— Start of PAGE —
Forecasting the Higgs Boson Signal
Contributed by Denis Nguyen, Kelly Mejia Breton and Ismael Jaime Cruz. They are currently in the NYC Data Science Academy 12 week full-time Data Science Bootcamp program taking place between April 11th to July 1st, 2016. This post is based on their fourth class project - Machine Learning (due on the 8th week of the program).
The Higgs Boson is a type of unstable subatomic particle that breaks down very quickly. Scientist studies the decay of the collision and works backward. To assist scientist in differentiating the background noise from the signal, we offer some machine learning algorithms to better predict the Higgs Boson.
Exploratory Data Analysis
Like all data science projects, we began with some exploratory analysis of the variables.
We first used a correlation plot to inspect the different relationships going on between variables. As indicated by the dark blue and dark red points, there seems to be a high correlation among many of the variables. We noticed the PRI_jet variables, for example, have a lot of blue dots in relation to the variables DER_deltaeta_jet_jet, DER_mass_jet_jet, and DER_prodeta_jet_jet. This is likely since according to the documentation for the challenge, those DER variables are derived quantities computed from the PRI or primitive quantities measured from the particles.
— End of PAGE —
__SHORT EXERCISE A__:
In the Higgs Boson post, what kind of plot did the team first use to inspect relationships between variables?
__SHORT EXERCISE B__:
Repeat the passage of the Higgs Boson post between "The Higgs Boson is" and "the Higgs Boson.", inclusive.
— Start of ENTRIES SHOWN —
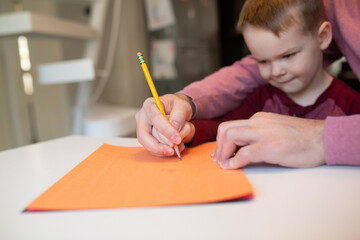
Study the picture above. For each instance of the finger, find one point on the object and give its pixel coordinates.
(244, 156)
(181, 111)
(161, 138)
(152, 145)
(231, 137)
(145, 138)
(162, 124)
— End of ENTRIES SHOWN —
— Start of ENTRIES SHOWN —
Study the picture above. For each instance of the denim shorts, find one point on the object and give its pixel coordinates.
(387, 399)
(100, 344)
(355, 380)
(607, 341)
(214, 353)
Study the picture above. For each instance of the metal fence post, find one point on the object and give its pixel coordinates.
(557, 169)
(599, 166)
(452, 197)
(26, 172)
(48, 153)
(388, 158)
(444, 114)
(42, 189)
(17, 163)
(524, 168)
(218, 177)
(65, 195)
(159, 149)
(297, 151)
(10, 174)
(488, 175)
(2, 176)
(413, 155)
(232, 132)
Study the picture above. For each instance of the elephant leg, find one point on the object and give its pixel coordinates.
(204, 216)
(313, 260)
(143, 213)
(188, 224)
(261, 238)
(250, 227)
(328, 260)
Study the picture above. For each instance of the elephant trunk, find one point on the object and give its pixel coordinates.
— End of ENTRIES SHOWN —
— Start of ENTRIES SHOWN —
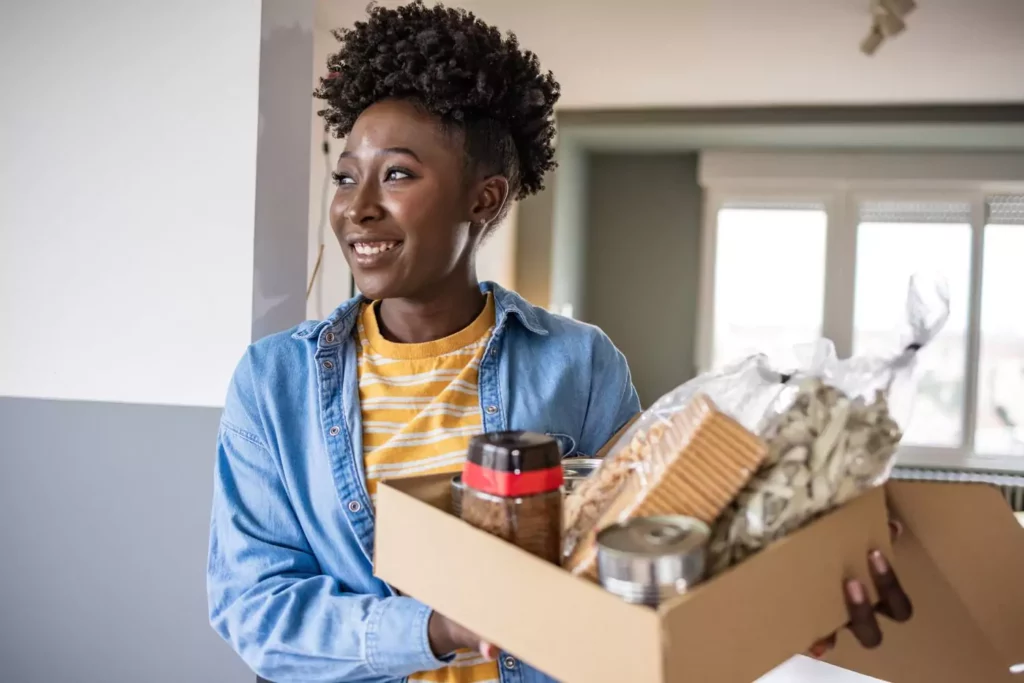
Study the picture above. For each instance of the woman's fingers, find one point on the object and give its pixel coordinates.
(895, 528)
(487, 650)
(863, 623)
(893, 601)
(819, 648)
— End of ENTRIES SHOWN —
__FULL OUTPUT A__:
A correlation plot.

__FULL OUTPUT B__:
The Higgs Boson is a type of unstable subatomic particle that breaks down very quickly. Scientist studies the decay of the collision and works backward. To assist scientist in differentiating the background noise from the signal, we offer some machine learning algorithms to better predict the Higgs Boson.